:: TWOJE ZADANIA ::
1: Proszę wypisać wszystkie owoce wymienione we fragmencie tekstu.
2: Z jakimi dodatkami był omlet zjedzony na śniadanie według fragmentu tekstu?

:: FRAGMENT TEKSTU ::
##############################

Porównując do zeszłego tygodnia, ta niedziela minęła mi wręcz pracowicie. Chęć zjedzenia na śniadanie czegoś lekkiego minęła mi gdy tylko się obudziłam i pomyślałam o przepysznym omlecie z szynką i cebulką. Pół godziny później już delektowałam się jego smakiem, a nieskromnie dodam, że wyjątkowo mi się udał. W kuchni rzuciła mi się w oczy miseczka z borówkami amerykańskimi, świeżo zerwanymi z naszego ogrodu. Borówki wręcz krzyczały, żeby coś z nimi zrobić. I dalej, ślinka mi pociekła na myśl o leciutkim jak chmurka biszkopcie z borówkami posypanym cukrem pudrem. Wyskoczyłam jeszcze szybko do ogrodu i zerwałam poziomki i, prawdopodobnie ostatnie w tym roku, maliny. Po niespełna dwóch godzinach biszkopcik był gotowy, a jego zapach wypełniał cały dom. Uwielbiam proste ciasta, a na te z masą nie mogę patrzeć. No, chyba, że chodzi o tort czekoladowy, wtedy nie znam umiaru w jedzeniu ;)

##############################

(Wiersze danych o położeniu obiektów)
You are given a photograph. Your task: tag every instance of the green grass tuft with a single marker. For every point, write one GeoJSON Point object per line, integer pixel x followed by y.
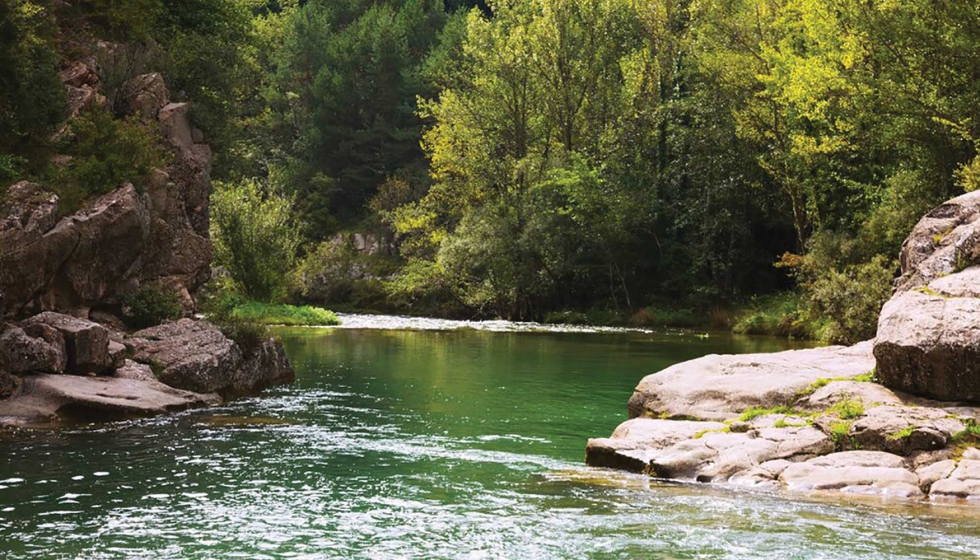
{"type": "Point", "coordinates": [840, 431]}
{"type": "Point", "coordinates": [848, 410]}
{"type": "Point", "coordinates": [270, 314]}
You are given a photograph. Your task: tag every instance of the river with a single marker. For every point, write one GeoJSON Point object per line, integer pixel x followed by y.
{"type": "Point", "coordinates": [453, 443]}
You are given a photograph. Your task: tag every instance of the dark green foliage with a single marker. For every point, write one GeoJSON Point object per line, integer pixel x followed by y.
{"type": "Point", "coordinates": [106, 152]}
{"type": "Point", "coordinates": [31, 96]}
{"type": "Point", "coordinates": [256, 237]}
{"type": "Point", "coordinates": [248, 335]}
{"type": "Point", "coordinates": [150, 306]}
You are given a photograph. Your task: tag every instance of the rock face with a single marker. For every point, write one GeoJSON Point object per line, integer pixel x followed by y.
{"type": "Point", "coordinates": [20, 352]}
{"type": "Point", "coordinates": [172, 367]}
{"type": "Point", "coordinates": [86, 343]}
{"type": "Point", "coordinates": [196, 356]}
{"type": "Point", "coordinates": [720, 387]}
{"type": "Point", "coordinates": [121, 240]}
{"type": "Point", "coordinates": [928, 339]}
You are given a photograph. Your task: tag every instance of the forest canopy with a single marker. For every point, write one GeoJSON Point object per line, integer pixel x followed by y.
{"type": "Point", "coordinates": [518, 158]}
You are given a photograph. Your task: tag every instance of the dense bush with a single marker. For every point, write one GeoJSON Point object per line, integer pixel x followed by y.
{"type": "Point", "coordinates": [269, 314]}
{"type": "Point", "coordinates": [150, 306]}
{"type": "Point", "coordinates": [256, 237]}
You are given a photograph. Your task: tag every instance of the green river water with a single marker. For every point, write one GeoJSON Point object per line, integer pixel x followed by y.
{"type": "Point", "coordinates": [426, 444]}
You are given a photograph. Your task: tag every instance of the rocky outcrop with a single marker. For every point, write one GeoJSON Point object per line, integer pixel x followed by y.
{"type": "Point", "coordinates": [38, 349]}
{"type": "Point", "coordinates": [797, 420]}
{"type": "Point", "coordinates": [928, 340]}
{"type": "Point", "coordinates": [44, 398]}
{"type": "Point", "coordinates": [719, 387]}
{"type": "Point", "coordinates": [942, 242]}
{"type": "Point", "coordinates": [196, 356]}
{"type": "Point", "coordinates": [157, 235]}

##############################

:: ODPOWIEDZI DO ZADAŃ ::
1: borówki amerykańskie, poziomki, maliny

2: Z szynką i cebulką.